WHAT YOU WILL DO:
Gather every line in the items below that contains the string "flower", matching case exactly.

DATA EXCERPTS:
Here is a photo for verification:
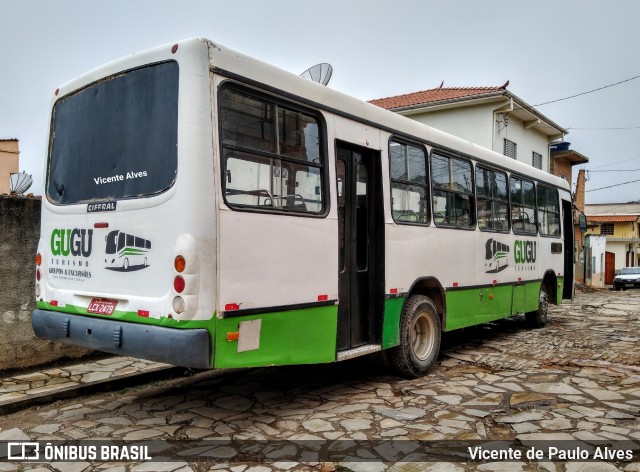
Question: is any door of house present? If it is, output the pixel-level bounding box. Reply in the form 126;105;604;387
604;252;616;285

...

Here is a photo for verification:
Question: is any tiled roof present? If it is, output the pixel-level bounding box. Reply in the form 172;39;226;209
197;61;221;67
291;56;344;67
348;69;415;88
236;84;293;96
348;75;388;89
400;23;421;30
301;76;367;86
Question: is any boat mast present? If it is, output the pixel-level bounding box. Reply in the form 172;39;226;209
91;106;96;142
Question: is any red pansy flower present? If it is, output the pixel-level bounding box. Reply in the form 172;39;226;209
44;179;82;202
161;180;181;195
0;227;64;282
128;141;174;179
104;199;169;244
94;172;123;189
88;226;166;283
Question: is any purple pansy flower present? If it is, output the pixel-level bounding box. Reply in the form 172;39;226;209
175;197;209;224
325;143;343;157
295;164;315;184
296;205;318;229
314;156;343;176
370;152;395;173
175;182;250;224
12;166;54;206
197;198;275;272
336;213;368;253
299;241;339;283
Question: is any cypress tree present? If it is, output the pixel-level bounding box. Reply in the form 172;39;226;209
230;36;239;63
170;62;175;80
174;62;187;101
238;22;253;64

==

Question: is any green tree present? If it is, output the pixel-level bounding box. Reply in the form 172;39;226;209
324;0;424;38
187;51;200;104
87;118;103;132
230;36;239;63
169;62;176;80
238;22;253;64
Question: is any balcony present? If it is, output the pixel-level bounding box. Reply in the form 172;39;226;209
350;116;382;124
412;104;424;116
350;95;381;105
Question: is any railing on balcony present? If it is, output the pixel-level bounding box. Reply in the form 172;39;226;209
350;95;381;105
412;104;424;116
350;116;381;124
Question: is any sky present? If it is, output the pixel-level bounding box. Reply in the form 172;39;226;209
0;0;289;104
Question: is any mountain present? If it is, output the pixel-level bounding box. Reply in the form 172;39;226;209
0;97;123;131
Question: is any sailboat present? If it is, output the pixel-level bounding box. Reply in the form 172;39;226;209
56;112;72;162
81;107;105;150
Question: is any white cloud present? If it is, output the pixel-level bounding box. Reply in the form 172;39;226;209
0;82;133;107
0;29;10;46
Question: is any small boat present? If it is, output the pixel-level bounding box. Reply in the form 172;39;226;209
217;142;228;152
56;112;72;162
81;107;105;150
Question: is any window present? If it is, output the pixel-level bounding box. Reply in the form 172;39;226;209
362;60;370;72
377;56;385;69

SOLUTION FOR THIS TASK:
Question: is any red pansy flower present? If it is, output the pixel-level bounding box. Reply in the form 172;39;226;209
Question: is any purple pansy flower present? If it is, output the pixel-level bounding box. Reply in the form 172;39;226;209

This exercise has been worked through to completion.